Instruction: Count the lines in the listing below that contain the string "arch", and give only that number.

──────

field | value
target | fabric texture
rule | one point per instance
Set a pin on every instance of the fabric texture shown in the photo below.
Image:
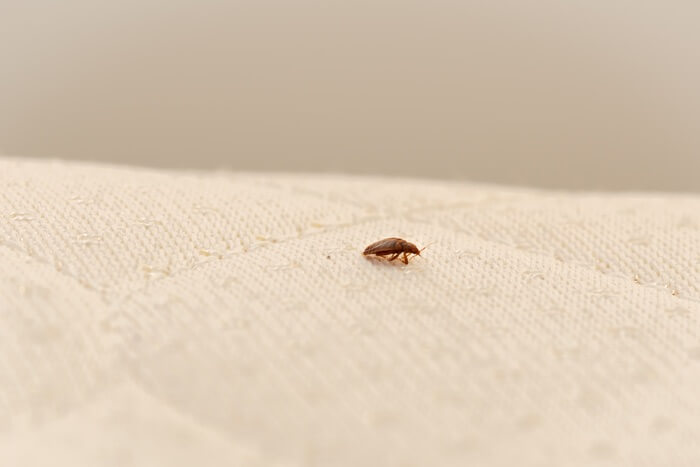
(152, 318)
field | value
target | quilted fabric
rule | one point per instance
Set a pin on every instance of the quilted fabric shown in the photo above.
(217, 319)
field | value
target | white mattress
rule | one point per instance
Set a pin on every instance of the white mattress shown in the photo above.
(155, 318)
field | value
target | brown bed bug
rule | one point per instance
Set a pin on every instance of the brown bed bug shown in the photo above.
(393, 247)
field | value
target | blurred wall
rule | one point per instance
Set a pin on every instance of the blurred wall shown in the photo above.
(573, 94)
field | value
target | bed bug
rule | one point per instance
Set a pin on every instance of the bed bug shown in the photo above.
(393, 247)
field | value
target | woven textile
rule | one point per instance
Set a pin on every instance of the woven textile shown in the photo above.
(151, 318)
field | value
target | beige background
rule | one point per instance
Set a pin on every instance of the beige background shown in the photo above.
(574, 94)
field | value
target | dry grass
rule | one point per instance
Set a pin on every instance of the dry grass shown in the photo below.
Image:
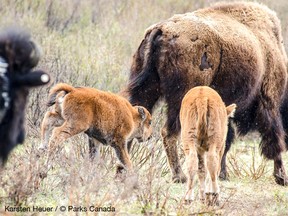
(91, 43)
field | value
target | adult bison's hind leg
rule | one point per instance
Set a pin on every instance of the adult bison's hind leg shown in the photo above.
(272, 143)
(170, 145)
(229, 140)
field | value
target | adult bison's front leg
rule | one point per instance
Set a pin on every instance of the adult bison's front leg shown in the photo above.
(170, 145)
(279, 171)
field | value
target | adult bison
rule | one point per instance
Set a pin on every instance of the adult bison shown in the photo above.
(18, 56)
(235, 48)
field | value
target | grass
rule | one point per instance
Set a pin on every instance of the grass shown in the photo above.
(91, 43)
(77, 181)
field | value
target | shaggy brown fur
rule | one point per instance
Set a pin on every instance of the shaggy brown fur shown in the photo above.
(204, 126)
(105, 117)
(235, 48)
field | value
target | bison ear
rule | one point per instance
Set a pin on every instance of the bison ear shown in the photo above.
(231, 110)
(142, 113)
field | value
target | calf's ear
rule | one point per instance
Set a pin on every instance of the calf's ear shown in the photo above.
(142, 113)
(231, 110)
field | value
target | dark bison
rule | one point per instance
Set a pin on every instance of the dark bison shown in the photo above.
(235, 48)
(18, 55)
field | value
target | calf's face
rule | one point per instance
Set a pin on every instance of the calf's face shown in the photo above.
(144, 127)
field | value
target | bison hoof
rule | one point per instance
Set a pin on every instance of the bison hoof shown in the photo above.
(179, 178)
(281, 179)
(223, 176)
(212, 199)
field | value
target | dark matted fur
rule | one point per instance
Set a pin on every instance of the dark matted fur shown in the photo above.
(235, 48)
(21, 54)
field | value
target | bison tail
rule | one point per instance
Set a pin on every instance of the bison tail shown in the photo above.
(56, 90)
(144, 75)
(202, 124)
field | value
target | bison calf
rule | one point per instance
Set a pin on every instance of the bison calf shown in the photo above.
(105, 117)
(204, 123)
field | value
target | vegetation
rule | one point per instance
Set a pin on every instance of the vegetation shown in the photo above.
(91, 43)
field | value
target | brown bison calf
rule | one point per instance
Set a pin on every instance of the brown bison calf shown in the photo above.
(204, 123)
(105, 117)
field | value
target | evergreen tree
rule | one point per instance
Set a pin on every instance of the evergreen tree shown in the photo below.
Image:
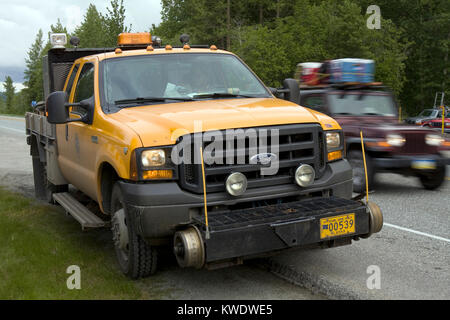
(9, 93)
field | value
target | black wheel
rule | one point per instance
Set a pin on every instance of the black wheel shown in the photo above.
(43, 188)
(355, 158)
(434, 179)
(136, 258)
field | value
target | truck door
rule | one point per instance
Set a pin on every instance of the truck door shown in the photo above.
(79, 155)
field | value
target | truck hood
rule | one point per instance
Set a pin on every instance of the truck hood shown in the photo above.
(163, 124)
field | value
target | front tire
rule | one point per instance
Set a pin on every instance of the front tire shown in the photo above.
(136, 258)
(434, 179)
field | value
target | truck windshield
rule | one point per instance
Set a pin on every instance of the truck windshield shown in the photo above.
(162, 78)
(361, 104)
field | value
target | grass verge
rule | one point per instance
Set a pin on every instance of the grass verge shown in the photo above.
(39, 242)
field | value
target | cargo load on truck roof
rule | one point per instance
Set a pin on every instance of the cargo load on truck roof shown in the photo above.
(337, 71)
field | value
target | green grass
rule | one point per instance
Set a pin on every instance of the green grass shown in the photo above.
(37, 244)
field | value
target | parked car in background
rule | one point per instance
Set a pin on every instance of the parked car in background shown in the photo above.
(436, 124)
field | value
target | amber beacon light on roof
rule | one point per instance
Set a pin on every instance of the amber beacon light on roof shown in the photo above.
(137, 39)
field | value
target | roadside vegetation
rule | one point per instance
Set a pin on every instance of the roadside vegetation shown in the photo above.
(39, 242)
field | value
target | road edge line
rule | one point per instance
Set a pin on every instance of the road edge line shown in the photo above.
(416, 232)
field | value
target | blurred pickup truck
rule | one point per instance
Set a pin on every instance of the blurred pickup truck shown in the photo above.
(389, 146)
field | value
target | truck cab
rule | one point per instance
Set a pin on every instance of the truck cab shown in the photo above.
(186, 146)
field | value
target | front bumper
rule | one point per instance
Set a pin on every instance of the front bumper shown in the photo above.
(159, 209)
(405, 162)
(253, 232)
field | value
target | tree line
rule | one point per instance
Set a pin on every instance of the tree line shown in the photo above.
(273, 36)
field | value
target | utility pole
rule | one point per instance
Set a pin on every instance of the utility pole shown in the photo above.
(228, 24)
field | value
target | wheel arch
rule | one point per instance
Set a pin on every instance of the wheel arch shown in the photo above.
(107, 176)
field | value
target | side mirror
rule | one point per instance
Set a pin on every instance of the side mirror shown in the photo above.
(291, 90)
(56, 107)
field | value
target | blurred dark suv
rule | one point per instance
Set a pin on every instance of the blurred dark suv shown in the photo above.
(390, 146)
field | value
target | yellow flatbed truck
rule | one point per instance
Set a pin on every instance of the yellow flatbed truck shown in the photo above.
(186, 146)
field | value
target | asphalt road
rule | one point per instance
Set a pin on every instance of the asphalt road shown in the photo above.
(411, 254)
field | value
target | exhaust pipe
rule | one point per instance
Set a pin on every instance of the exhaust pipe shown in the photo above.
(189, 248)
(375, 219)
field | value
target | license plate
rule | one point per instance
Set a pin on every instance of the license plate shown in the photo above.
(424, 164)
(337, 225)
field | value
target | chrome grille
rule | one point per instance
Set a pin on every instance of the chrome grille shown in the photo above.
(298, 144)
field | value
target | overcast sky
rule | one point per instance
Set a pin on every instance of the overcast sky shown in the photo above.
(20, 21)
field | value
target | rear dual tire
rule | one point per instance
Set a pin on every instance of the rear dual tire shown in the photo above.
(43, 188)
(136, 258)
(434, 179)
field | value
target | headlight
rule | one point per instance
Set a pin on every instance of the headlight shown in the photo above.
(395, 140)
(433, 140)
(153, 158)
(333, 140)
(304, 175)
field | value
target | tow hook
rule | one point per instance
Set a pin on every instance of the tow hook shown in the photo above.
(375, 219)
(188, 248)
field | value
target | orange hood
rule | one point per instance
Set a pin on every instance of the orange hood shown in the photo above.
(159, 125)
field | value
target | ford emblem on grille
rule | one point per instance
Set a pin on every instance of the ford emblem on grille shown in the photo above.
(263, 158)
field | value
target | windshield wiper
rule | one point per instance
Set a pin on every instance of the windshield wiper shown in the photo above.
(140, 100)
(220, 95)
(343, 113)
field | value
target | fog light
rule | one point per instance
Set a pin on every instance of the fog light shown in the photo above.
(236, 184)
(304, 175)
(434, 140)
(395, 140)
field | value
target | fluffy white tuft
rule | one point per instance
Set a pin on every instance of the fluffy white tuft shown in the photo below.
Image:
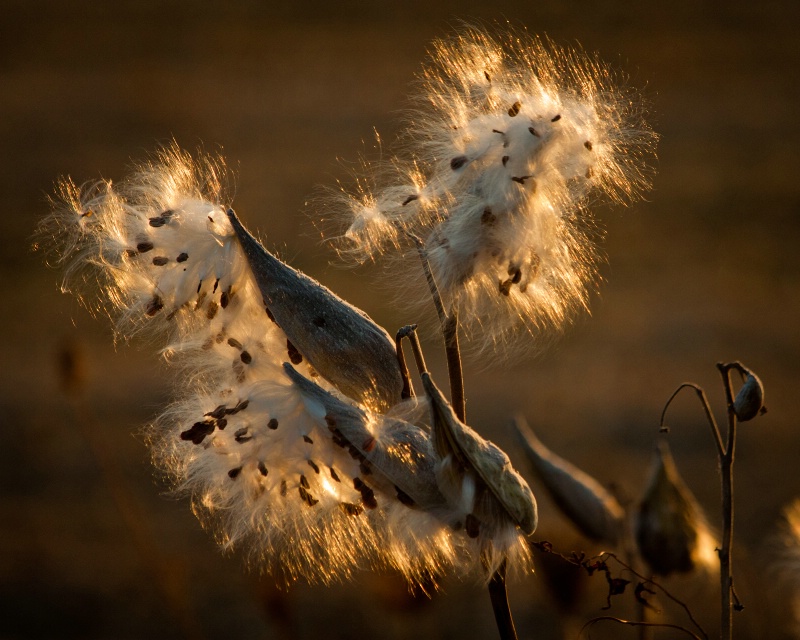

──────

Output of the task: 2